*Written problem 1*:
Collect each line of the entries that contains the word "road".

───── Source extract ─────

History

Great Britain
- Name: Betsey
- Builder: Liverpool
- Launched: 1790
- Captured: 27 February 1799

General characteristics
- Tons burthen: 190 (bm)
- Complement: 1794: 15; 1797: 25;
- Armament: 1794: 10 × 6-pounder guns; 1797: 16 × 2&4&6-pounder guns;

= Betsey (1790 ship) =

Triangular trade slave ship

Betsey was launched in 1790 at Liverpool as a slave ship. She made six complete voyages in the triangular trade in enslaved people. On her second such voyage she, together with five other slave ships, bombarded Calabar for more than three hours to force the local native traders to lower the prices they were charging for captives. A French privateer captured her in 1799 after she had delivered her captives on her seventh voyage.

==Career==
Betsey first appeared in Lloyd's Register (LR) in 1790.

| Year | Master | Owner | Trade | Source |
|---|---|---|---|---|
| 1790 | P.Welch | Wm. Boats | Liverpool–Africa | LR |

1st voyage transporting enslaved people (1790–1791): Captain Patrick Welsh sailed from Liverpool on 12 June 1790, bound for West Africa. On 17 July she spoke the British East India Company's packet at as Swallow was on her way to Madras and Bengal with the Governor and his suite. Betsey arrived at Kingston on 25 December 1790 with 303 captives. She sailed from Kingston on 24 January 1791 and arrived at Liverpool on 29 March 1791. She had left Liverpool with 27 crew members and she suffered three crew deaths on her voyage.

2nd voyage transporting enslaved people (1791–1792): Captain William Doyle sailed from Liverpool on 1 May 1791, bound for West Africa. Betsey began acquiring captives in Africa on 28 July, first at Calabar, then New Calabar, and lastly at Bonny. She left Africa on 23 October and arrived at Kingston on 27 December. She had embarked 305 captives and she arrived with 285, for a 7% loss rate. She sailed from Kingston on 24 February 1792 and arrived back at Liverpool on 13 April. She had left Liverpool with 29 crew members and she suffered two crew deaths on the voyage.

───── Exercise material ─────

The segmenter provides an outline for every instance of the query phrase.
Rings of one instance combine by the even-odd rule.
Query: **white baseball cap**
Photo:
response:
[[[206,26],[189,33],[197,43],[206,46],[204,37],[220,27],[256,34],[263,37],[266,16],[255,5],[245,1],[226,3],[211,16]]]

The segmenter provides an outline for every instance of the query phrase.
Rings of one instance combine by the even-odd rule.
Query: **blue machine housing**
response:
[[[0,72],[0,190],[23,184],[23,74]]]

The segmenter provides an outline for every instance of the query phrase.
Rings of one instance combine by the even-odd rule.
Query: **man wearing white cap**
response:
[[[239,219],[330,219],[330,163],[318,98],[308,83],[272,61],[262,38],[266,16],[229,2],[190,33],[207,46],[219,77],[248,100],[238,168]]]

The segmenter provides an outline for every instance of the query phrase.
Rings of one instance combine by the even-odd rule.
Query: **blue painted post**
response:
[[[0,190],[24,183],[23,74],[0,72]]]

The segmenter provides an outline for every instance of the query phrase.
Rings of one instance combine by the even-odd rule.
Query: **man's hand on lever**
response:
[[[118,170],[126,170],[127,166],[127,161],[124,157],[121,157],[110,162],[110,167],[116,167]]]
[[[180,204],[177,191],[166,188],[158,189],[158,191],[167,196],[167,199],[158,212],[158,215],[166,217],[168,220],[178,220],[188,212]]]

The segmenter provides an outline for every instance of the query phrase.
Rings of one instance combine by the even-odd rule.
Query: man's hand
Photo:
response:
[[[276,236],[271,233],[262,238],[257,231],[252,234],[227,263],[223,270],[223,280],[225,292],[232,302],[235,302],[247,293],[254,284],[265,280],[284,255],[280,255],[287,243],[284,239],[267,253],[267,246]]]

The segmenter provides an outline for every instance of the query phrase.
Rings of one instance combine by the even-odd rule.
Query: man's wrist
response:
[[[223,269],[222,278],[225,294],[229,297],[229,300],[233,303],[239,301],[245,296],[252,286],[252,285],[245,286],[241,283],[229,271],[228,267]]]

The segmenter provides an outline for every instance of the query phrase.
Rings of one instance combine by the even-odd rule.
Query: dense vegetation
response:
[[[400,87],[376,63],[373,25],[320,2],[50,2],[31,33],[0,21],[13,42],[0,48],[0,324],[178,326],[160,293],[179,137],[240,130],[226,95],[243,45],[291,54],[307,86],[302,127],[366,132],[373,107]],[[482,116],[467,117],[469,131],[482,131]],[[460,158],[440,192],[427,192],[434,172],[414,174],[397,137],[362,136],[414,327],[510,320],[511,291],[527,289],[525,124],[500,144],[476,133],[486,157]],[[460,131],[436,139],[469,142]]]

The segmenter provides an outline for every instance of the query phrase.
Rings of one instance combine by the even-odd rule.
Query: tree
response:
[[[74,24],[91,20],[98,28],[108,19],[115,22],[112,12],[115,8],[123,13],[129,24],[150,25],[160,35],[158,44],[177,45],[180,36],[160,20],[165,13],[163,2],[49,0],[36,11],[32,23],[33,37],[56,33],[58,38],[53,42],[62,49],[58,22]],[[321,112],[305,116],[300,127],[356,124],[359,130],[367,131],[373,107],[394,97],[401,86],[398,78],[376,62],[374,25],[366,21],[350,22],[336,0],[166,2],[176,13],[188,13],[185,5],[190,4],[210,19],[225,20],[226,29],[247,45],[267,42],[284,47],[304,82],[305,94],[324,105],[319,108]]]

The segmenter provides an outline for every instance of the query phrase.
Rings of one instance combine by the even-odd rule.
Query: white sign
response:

─────
───── Exercise material ─────

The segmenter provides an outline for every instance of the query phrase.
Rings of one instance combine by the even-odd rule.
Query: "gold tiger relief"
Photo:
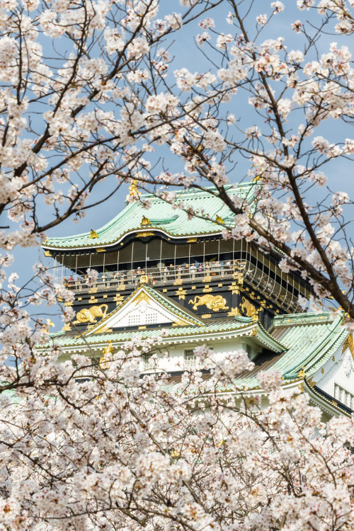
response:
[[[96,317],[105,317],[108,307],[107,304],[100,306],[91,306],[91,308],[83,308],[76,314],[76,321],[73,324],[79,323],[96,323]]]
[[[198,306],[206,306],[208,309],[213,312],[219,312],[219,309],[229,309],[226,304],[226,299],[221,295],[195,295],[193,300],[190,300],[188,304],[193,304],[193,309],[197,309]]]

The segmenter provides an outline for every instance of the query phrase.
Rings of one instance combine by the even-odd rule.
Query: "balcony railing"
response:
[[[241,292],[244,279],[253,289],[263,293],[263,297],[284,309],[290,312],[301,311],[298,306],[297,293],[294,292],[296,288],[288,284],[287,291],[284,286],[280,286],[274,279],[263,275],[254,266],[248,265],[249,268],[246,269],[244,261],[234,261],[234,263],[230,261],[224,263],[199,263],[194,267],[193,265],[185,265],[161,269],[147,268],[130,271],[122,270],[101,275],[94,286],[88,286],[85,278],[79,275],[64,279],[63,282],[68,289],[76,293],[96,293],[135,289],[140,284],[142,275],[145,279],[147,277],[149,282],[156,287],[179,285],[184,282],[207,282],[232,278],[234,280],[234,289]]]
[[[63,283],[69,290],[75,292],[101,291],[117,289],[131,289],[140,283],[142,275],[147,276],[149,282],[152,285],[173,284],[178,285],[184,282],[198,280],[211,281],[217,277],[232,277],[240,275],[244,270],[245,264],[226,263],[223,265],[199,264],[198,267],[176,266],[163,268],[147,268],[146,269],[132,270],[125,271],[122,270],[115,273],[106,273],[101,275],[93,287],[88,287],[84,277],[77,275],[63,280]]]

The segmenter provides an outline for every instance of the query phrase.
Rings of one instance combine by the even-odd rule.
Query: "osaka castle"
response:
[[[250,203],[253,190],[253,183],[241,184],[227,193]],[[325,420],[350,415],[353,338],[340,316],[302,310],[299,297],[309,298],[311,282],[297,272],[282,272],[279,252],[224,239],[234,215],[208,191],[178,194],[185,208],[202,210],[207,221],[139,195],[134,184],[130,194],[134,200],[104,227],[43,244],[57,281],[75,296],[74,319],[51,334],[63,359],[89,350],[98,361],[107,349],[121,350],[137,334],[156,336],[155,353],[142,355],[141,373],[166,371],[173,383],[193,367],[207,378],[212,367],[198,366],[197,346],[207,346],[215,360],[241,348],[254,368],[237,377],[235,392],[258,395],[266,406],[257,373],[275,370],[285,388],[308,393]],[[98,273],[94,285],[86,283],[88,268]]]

─────
───── Exercise material ─────

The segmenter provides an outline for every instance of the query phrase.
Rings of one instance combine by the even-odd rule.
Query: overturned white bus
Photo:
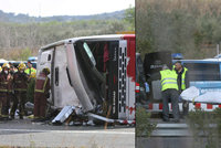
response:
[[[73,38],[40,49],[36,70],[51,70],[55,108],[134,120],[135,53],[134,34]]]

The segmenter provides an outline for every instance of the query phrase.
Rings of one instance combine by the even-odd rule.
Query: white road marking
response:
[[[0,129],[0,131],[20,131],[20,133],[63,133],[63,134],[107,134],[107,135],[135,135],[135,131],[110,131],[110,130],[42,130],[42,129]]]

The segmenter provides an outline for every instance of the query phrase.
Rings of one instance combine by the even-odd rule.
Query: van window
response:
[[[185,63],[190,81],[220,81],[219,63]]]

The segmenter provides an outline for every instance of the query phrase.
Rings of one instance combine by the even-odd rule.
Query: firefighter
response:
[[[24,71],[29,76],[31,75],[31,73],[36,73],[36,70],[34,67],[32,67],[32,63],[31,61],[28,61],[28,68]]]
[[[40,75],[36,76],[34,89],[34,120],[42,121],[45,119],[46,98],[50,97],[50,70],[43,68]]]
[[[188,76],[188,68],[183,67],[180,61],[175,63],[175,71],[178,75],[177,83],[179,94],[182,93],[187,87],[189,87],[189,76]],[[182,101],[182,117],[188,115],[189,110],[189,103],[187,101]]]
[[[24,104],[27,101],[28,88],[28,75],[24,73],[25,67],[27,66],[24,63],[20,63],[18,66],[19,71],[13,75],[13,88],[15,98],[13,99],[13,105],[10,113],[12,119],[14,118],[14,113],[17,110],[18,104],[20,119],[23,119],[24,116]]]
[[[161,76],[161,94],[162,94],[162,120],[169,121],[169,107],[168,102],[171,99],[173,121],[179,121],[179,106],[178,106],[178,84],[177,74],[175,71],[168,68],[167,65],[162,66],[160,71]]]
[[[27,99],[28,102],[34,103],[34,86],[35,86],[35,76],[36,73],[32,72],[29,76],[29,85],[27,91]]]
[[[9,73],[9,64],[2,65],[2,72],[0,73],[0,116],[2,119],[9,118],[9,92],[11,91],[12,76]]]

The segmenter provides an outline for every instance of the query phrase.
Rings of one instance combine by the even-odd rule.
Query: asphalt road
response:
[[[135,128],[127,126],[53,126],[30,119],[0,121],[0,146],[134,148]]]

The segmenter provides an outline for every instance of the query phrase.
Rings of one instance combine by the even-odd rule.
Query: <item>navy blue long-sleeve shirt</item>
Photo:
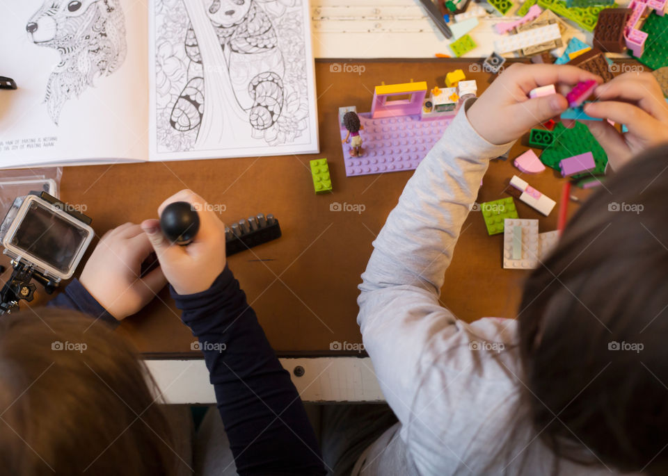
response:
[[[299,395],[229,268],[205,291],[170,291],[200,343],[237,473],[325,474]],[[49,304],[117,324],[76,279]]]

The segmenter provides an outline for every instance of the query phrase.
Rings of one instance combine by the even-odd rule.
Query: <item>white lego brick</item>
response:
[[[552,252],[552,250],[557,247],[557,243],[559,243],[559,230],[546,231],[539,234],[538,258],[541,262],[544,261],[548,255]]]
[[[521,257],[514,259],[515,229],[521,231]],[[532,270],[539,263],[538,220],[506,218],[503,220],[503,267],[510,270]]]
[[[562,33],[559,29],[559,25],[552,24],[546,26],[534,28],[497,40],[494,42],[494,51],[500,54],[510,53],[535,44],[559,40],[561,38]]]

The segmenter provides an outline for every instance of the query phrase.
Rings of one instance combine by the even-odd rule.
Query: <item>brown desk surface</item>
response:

─────

*Written problem 2*:
Reproduce, without changes, the part of the Betsey article from "General characteristics" to "(LR) in 1790.".

*Task answer 1*:
Query: white road marking
Query: asphalt road

*Task answer 2*:
General characteristics
- Tons burthen: 190 (bm)
- Complement: 1794: 15; 1797: 25;
- Armament: 1794: 10 × 6-pounder guns; 1797: 16 × 2&4&6-pounder guns;

= Betsey (1790 ship) =

Triangular trade slave ship

Betsey was launched in 1790 at Liverpool as a slave ship. She made six complete voyages in the triangular trade in enslaved people. On her second such voyage she, together with five other slave ships, bombarded Calabar for more than three hours to force the local native traders to lower the prices they were charging for captives. A French privateer captured her in 1799 after she had delivered her captives on her seventh voyage.

==Career==
Betsey first appeared in Lloyd's Register (LR) in 1790.